RECORDS FOR THE EXERCISE:
________________
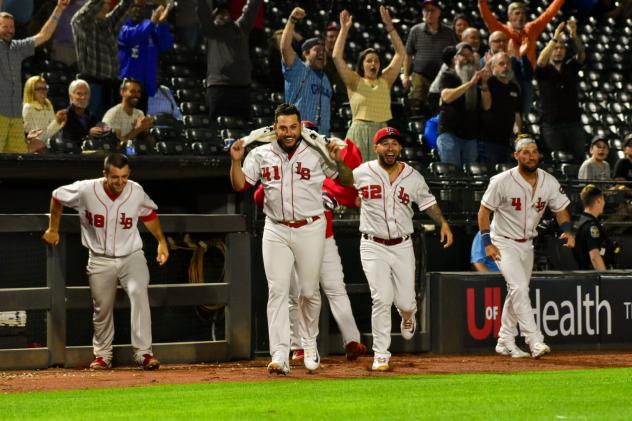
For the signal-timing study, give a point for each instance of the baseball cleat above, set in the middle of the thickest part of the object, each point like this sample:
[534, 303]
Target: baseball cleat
[511, 350]
[100, 364]
[298, 354]
[311, 359]
[407, 327]
[380, 364]
[278, 367]
[150, 362]
[539, 349]
[354, 349]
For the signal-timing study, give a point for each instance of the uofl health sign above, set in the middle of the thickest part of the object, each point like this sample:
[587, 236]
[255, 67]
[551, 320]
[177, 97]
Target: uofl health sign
[580, 310]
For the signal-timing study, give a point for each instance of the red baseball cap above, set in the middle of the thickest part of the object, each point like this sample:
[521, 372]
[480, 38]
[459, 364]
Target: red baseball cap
[385, 132]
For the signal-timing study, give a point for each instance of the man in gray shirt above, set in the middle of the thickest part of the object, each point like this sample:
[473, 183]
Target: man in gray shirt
[424, 48]
[13, 52]
[228, 75]
[596, 167]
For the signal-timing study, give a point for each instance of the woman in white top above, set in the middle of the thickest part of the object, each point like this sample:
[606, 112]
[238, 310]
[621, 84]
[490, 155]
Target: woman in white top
[37, 110]
[369, 86]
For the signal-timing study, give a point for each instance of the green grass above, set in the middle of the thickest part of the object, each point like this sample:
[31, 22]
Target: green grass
[583, 394]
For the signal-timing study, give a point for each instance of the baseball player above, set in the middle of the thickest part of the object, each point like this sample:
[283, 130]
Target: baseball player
[331, 274]
[387, 188]
[109, 209]
[518, 197]
[292, 174]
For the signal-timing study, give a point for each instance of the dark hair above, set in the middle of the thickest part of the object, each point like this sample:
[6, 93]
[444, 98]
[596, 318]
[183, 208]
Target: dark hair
[286, 109]
[363, 54]
[590, 194]
[127, 80]
[116, 159]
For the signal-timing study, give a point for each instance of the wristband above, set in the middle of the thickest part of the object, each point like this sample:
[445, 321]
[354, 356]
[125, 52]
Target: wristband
[486, 238]
[566, 227]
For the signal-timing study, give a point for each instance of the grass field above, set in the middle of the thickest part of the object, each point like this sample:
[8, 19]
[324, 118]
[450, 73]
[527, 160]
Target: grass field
[602, 394]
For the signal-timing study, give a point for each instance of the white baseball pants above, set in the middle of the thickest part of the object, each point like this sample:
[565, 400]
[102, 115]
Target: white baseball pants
[516, 265]
[104, 274]
[390, 271]
[284, 249]
[333, 285]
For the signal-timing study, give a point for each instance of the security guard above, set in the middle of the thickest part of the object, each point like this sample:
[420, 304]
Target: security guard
[593, 249]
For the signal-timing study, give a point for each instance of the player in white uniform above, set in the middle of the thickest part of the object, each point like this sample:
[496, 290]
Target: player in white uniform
[292, 174]
[387, 188]
[518, 197]
[109, 210]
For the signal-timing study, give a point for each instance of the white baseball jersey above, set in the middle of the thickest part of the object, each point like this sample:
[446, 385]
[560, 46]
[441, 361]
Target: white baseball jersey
[292, 183]
[386, 210]
[108, 227]
[517, 207]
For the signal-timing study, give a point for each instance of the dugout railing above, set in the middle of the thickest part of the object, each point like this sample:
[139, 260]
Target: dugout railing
[56, 298]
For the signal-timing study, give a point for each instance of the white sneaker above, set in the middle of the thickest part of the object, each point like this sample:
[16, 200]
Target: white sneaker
[380, 364]
[539, 349]
[278, 367]
[512, 350]
[311, 359]
[407, 327]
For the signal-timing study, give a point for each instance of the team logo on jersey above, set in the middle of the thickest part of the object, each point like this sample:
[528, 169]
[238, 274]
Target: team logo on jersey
[403, 197]
[125, 221]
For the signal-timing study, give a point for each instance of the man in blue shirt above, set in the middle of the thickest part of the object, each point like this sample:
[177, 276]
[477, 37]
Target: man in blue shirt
[140, 42]
[306, 84]
[478, 258]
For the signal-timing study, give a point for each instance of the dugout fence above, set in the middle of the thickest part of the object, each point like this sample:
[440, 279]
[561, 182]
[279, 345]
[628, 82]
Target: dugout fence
[57, 298]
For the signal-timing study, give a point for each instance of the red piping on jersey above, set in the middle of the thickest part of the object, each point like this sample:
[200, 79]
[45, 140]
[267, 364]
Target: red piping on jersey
[383, 199]
[148, 218]
[116, 221]
[105, 243]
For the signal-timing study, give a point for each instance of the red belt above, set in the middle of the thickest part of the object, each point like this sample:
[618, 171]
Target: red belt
[520, 240]
[386, 242]
[301, 223]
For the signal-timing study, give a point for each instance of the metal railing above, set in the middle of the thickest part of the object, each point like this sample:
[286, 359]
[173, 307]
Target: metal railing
[56, 298]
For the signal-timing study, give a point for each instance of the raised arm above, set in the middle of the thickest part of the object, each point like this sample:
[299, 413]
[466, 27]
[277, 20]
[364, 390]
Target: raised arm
[545, 54]
[51, 24]
[391, 72]
[51, 235]
[288, 55]
[154, 227]
[348, 76]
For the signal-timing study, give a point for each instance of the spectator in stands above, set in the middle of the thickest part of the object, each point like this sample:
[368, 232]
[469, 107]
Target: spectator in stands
[13, 52]
[424, 46]
[478, 257]
[140, 41]
[521, 66]
[460, 23]
[80, 121]
[461, 105]
[306, 84]
[623, 167]
[517, 28]
[127, 121]
[558, 79]
[502, 120]
[229, 69]
[161, 104]
[593, 249]
[340, 94]
[472, 36]
[37, 111]
[596, 167]
[369, 86]
[95, 30]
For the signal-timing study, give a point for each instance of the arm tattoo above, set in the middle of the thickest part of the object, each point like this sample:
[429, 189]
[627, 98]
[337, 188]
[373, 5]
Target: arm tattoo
[434, 212]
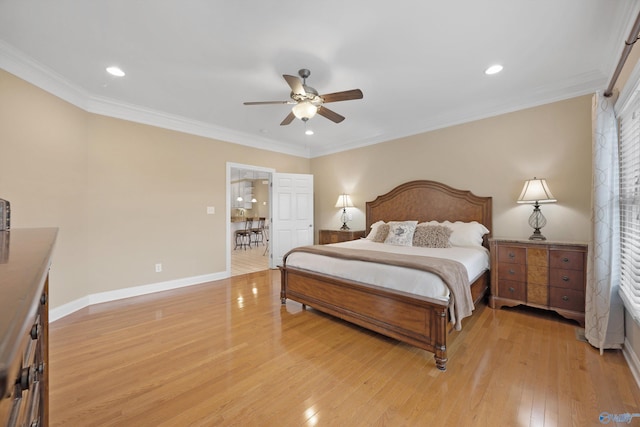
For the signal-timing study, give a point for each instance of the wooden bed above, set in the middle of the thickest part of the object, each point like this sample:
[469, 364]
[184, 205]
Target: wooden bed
[419, 321]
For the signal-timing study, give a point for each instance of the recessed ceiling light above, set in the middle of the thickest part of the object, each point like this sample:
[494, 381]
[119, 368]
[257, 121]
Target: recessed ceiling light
[115, 71]
[493, 69]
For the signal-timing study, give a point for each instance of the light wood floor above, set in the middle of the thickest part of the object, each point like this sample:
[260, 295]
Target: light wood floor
[228, 353]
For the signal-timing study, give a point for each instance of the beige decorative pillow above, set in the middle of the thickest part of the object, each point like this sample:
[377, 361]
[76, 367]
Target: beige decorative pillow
[381, 233]
[432, 236]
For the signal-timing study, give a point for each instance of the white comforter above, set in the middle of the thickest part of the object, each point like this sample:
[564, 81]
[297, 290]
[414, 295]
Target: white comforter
[475, 259]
________________
Put every line of the listing above into a JSON list of strings, one string per line, with blank lines omitted and the picture lines left out.

THE OUTPUT:
[
  "For the signal-timing study, give a point for each instance of the baseball cleat above, set in the middle of the thickest part of the object, each point like this sample:",
  "[534, 303]",
  "Target: baseball cleat",
  "[511, 350]",
  "[100, 364]",
  "[298, 354]",
  "[311, 359]",
  "[407, 327]",
  "[380, 364]",
  "[278, 367]",
  "[150, 362]",
  "[539, 349]",
  "[354, 349]",
  "For the signal-timing study, give a point for each instance of the uofl health sign above, set in the middle of the thickest part of the object, each point like this sample:",
  "[587, 236]",
  "[255, 67]",
  "[551, 320]",
  "[177, 97]",
  "Target: uofl health sign",
  "[580, 310]",
  "For the signal-timing study, give a point for each instance of the red baseball cap above, set in the middle of the thickest part of the object, each point like this sample:",
  "[521, 372]",
  "[480, 38]",
  "[459, 364]",
  "Target: red baseball cap",
  "[385, 132]",
  "For the signal-timing study, give a point for each instance of the man in gray shirt above, set in the middle of the thickest part of the object, each point like this sample:",
  "[473, 183]",
  "Target: man in gray shirt",
  "[424, 48]",
  "[13, 52]",
  "[228, 75]",
  "[596, 167]",
  "For the signal-timing study, give a point for each instance of the woman in white top above, set in the middle of the thickest part of the object, each point like this sample:",
  "[606, 112]",
  "[238, 310]",
  "[621, 84]",
  "[490, 155]",
  "Target: woman in white top",
  "[37, 110]",
  "[369, 86]",
  "For the signal-timing study, give a point for each instance of the green grass above, set in the middle of the thickest part of the object, each point like this sample:",
  "[31, 22]",
  "Target: green grass",
  "[583, 394]",
  "For the signal-timing study, give a point for each instance of the baseball player above, set in the middle of the thickest part of the object, each point like this sample:",
  "[283, 130]",
  "Target: baseball player",
  "[331, 274]",
  "[387, 188]",
  "[109, 209]",
  "[518, 197]",
  "[292, 174]",
  "For the signal-timing study, give a point for each instance of the dark hair above, set in the middle of the thickest part of the object, each point like this sample:",
  "[6, 93]",
  "[444, 98]",
  "[596, 318]",
  "[183, 208]",
  "Target: dark hair",
  "[286, 109]",
  "[363, 54]",
  "[590, 194]",
  "[127, 80]",
  "[116, 159]",
  "For the signal-timing study, give a point for each instance of the wristband above, set in the middle of the thickest part of the object, each point like this sample:",
  "[445, 321]",
  "[354, 356]",
  "[125, 52]",
  "Target: wristband",
  "[486, 238]",
  "[566, 227]",
  "For the signal-timing study, give a point for each instance of the grass field above, set in the middle of the thickest part of the object, each point like this sample:",
  "[8, 19]",
  "[324, 118]",
  "[450, 73]",
  "[527, 160]",
  "Target: grass field",
  "[602, 394]",
  "For the signal-timing study, give a point for each instance of the white baseball pants above, set in the middle of the thickest part of the object, each point like this sample:",
  "[565, 400]",
  "[102, 115]",
  "Target: white baseball pants",
  "[516, 265]",
  "[104, 274]",
  "[390, 271]",
  "[284, 249]",
  "[333, 285]",
  "For the signal-timing study, give a point for each instance of the security guard above, set in the middle of the thickest part of the object, each point like this sample:",
  "[420, 304]",
  "Target: security guard",
  "[593, 249]",
  "For the signal-timing study, give a point for each instance of the player in white uniform above, set in the middle of the thickest part of the object, each point like this sample:",
  "[496, 290]",
  "Target: player in white uniform",
  "[292, 174]",
  "[387, 188]",
  "[518, 197]",
  "[109, 210]",
  "For the signal-timing study, give a point for each instance of the white baseball jersey above, set in the middle of the thickest part of the object, each point like this sample:",
  "[446, 385]",
  "[560, 46]",
  "[441, 361]",
  "Target: white baseball jersey",
  "[292, 183]",
  "[386, 210]",
  "[108, 227]",
  "[517, 207]",
  "For the signal-timing study, give a point for each instance of the dugout railing above, set in the middle of the thickest part of the object, each point like this sample:",
  "[139, 260]",
  "Target: dugout railing",
  "[56, 298]",
  "For the signal-timing study, give a point for each instance of the white sneaker above, set in the middle of the thickest part of the object, each point like this sample:",
  "[16, 200]",
  "Target: white sneaker",
  "[380, 364]",
  "[539, 349]",
  "[278, 367]",
  "[512, 350]",
  "[311, 359]",
  "[407, 327]",
  "For the signal-timing study, give a point for each instance of the team logo on jersey above, set in the middle of the thickest part of the object, each point like this sample:",
  "[528, 169]",
  "[238, 274]",
  "Target: team logo on jersey",
  "[403, 197]",
  "[125, 221]",
  "For the signal-timing study, give a point for each instance of the man in blue shirt above, set in the middle of the thickest part of the object, each point like this sample:",
  "[177, 276]",
  "[477, 37]",
  "Target: man in blue shirt",
  "[140, 42]",
  "[306, 84]",
  "[478, 258]",
  "For the signal-timing study, give a point for each instance of the dugout fence above, set in the middle of the thickest part of the object, each point like this sample:",
  "[440, 279]",
  "[561, 182]",
  "[279, 345]",
  "[628, 82]",
  "Target: dugout fence",
  "[57, 298]",
  "For the signal-timing study, give a point for each instance of the red piping on jersey above, set in the middle of the thickest part of the object, each point like this sample:",
  "[200, 79]",
  "[45, 140]",
  "[267, 364]",
  "Target: red piping on jersey",
  "[383, 199]",
  "[148, 218]",
  "[116, 221]",
  "[105, 243]",
  "For the signal-timing study, give a point for each instance of the red belt above, set in the middle of the thickest part of the object, each point like this sample:",
  "[618, 171]",
  "Target: red belt",
  "[520, 240]",
  "[386, 242]",
  "[301, 223]",
  "For the signal-timing study, give a point for each instance of the metal railing above, set in the middle of the thickest part of the object, each point like this sample:",
  "[286, 359]",
  "[173, 307]",
  "Target: metal railing",
  "[56, 298]",
  "For the signal-timing study, give a point for each instance of the raised arm above, set in the middle of the thickest part of the object, each point like this sample:",
  "[299, 413]",
  "[466, 27]",
  "[277, 20]",
  "[364, 390]",
  "Target: raised arm",
  "[545, 54]",
  "[51, 24]",
  "[391, 72]",
  "[51, 235]",
  "[288, 55]",
  "[154, 227]",
  "[348, 76]",
  "For the signal-timing study, give a point for each instance of the spectator in stands above, set in the middle of the thickest part of the object, each point like this sample:",
  "[368, 232]",
  "[469, 107]",
  "Target: spectator in stands",
  "[13, 52]",
  "[424, 46]",
  "[478, 257]",
  "[140, 41]",
  "[521, 66]",
  "[460, 23]",
  "[80, 121]",
  "[461, 105]",
  "[306, 84]",
  "[623, 167]",
  "[517, 28]",
  "[127, 121]",
  "[558, 79]",
  "[502, 120]",
  "[229, 69]",
  "[161, 104]",
  "[593, 249]",
  "[340, 94]",
  "[472, 36]",
  "[37, 111]",
  "[596, 167]",
  "[369, 86]",
  "[95, 30]",
  "For the signal-timing study, give a point for each instance of the arm tattoo above, set in the middle of the thickest part of the object, each point like this sample:",
  "[429, 189]",
  "[627, 98]",
  "[337, 188]",
  "[373, 5]",
  "Target: arm tattoo",
  "[434, 212]",
  "For the signal-timing study, give a point for each instance of the wooden bed above, set in the middle of the thickest part of the object, each point like this sample:",
  "[469, 364]",
  "[184, 205]",
  "Target: wooden bed",
  "[419, 321]",
  "For the signal-timing study, give a point for each instance of the recessed ceiling light above, set in the middle of the thickest part of the object, each point like this sample:",
  "[494, 381]",
  "[119, 368]",
  "[257, 121]",
  "Target: recessed ceiling light",
  "[115, 71]",
  "[493, 69]",
  "For the signal-timing study, give a point for each instance of the light wood floor above, set in the middle of the thickest part of the object, each point like this sample:",
  "[260, 295]",
  "Target: light wood floor",
  "[228, 353]",
  "For the signal-timing study, give a point for each instance of the beige decorative pillow above, set in the middle of the thickest part of the object, each point like this sample:",
  "[377, 361]",
  "[76, 367]",
  "Target: beige decorative pillow",
  "[381, 233]",
  "[432, 236]",
  "For the signal-timing study, give a point for each instance of the white comforter above, set in the middle of the thickest part of the object, each point like this sample:",
  "[564, 81]",
  "[297, 290]",
  "[414, 295]",
  "Target: white comforter",
  "[475, 259]"
]